PROBLEM STATEMENT: Please restate all of the records word for word, setting the pictures aside.

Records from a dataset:

⟨

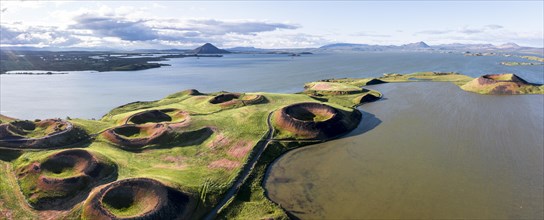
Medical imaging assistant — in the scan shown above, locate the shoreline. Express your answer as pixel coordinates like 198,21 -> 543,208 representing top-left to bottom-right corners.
1,72 -> 543,219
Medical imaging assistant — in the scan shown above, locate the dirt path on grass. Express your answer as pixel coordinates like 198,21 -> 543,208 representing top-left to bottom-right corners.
203,111 -> 275,220
2,164 -> 37,218
203,107 -> 364,219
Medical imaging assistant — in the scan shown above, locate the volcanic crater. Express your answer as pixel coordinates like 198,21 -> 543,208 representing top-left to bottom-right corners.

⟩

THE ANSWER:
Medical imaging assistant — in the scan shown above, locate the shoreline. Express your answer as pixel coordinates like 198,21 -> 543,208 representing top-left to bottom-right corners.
1,72 -> 543,219
Medical imaging assistant — in the scan shown above, locate the dirt path on grass. Express your answer as pixel coordinates like 198,21 -> 543,208 representing top-left to bottom-right corners.
203,111 -> 275,220
2,164 -> 37,218
203,107 -> 364,219
Medical imaging assistant — in the scan shown above, locate the volcanic crater. Express your answer as pixel coordinates like 198,21 -> 543,208 representing top-left to bottom-right corners.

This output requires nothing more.